_Listed entries:_
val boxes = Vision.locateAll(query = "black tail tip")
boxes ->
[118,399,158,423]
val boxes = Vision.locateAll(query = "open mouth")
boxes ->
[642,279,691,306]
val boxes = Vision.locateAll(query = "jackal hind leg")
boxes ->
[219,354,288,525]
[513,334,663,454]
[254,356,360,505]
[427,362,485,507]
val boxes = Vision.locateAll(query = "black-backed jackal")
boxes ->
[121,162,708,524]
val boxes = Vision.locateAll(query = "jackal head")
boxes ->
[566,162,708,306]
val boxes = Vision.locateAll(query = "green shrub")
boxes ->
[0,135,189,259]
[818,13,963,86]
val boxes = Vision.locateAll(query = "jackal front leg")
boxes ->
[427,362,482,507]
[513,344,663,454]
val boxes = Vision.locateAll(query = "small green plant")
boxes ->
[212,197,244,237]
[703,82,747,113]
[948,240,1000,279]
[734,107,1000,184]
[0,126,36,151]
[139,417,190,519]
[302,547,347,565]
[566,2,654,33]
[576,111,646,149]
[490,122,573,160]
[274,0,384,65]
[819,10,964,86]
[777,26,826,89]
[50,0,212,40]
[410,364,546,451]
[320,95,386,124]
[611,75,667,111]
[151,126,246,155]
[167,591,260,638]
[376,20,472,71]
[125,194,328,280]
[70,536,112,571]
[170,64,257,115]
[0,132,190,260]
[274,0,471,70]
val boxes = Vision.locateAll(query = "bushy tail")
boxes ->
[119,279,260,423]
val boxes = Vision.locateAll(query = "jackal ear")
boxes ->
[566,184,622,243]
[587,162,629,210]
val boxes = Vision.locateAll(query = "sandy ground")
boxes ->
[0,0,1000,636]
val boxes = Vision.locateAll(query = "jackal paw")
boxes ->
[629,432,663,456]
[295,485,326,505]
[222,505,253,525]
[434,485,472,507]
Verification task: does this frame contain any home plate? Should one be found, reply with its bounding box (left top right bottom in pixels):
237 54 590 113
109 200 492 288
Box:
---
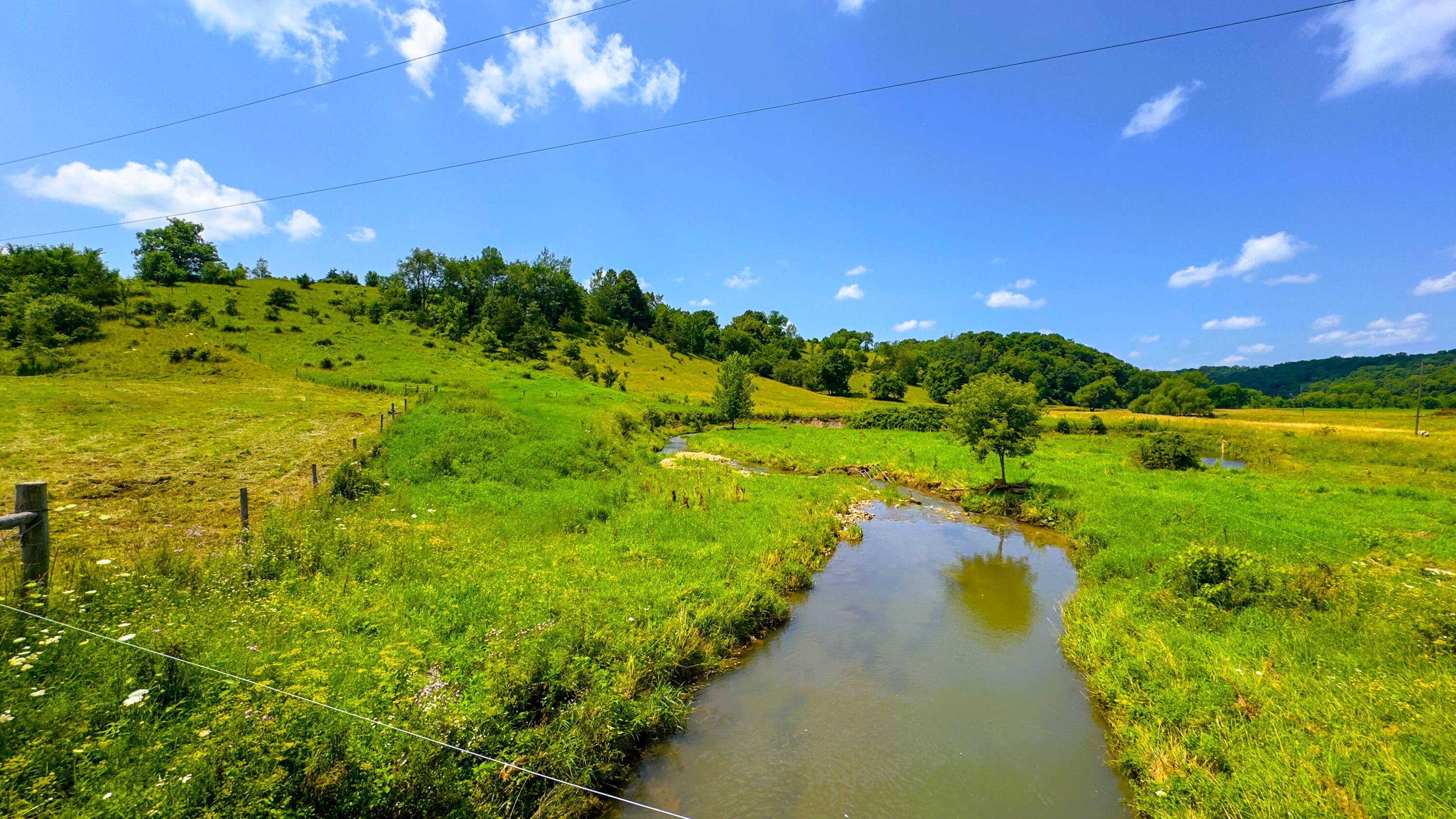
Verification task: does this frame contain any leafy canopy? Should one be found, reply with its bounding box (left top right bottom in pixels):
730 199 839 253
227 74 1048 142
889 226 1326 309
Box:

_Problem:_ Select each line in the rows above that contains the word "pixels", matching case exactly.

_Task response:_
Verification task: does this frame contain any home plate? Should one be found, reply with its bounding box (left top right bottom in pixels):
Verification task: does this frame contain any leafy canopy? Should one be found, reply with its bounding box (left top right bottom in pixels):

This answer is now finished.